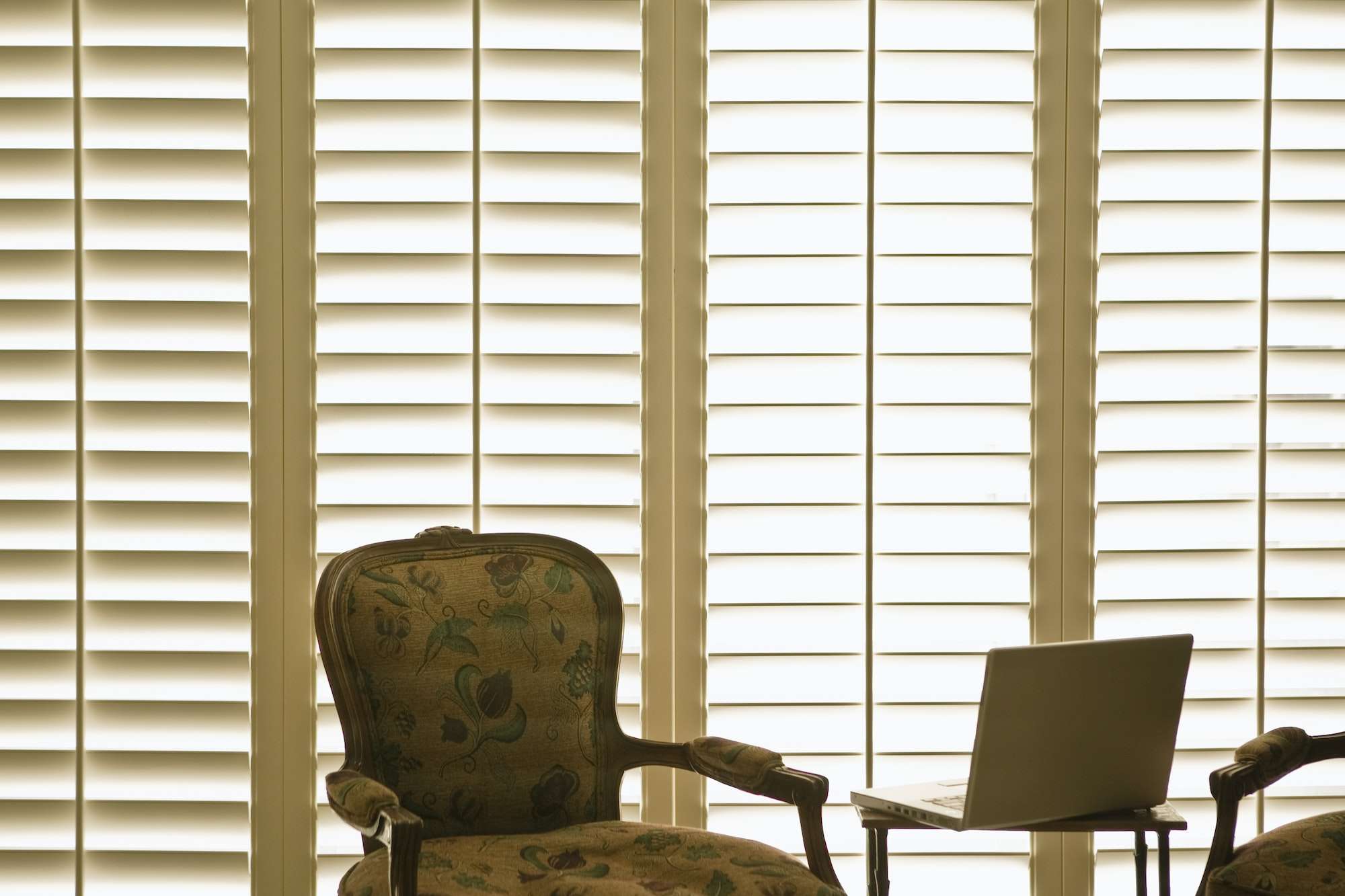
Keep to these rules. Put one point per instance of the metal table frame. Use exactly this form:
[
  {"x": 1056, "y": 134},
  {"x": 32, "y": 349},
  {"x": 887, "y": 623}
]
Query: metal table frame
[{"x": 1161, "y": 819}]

--------------------------------

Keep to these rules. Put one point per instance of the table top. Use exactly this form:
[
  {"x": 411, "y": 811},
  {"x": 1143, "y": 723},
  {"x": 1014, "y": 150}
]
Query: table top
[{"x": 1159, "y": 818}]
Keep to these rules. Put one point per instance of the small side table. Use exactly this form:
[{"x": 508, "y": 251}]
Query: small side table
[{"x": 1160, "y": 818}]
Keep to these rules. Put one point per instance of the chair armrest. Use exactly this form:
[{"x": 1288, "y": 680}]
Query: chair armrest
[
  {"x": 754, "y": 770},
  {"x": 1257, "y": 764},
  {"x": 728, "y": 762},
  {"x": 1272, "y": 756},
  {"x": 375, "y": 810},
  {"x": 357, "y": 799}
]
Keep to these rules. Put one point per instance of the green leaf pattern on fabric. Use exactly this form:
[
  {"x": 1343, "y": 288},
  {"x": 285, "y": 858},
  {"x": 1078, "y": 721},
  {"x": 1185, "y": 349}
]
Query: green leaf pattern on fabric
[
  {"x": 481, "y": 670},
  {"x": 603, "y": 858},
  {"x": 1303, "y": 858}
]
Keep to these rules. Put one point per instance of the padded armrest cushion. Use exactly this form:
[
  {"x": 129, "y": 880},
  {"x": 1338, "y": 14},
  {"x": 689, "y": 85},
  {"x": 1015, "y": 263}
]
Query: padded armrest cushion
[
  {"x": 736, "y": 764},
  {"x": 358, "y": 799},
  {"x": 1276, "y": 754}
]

--------------------------------

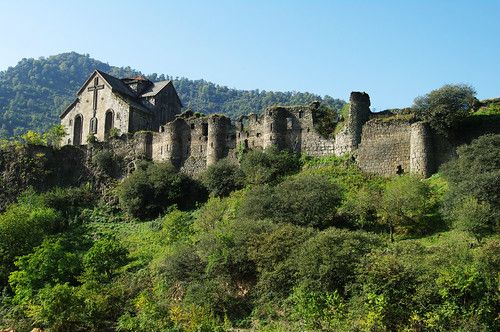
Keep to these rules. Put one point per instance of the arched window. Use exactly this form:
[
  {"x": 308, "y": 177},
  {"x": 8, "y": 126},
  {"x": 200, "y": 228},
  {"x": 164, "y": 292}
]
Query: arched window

--------------------------------

● **REQUIRED WORK**
Show every line of the items that contains the word "metal", with case counting.

● **COMPLETE RESPONSE**
Keep to these rules. Put one point per instance of the metal table frame. Use exactly this form:
Query: metal table frame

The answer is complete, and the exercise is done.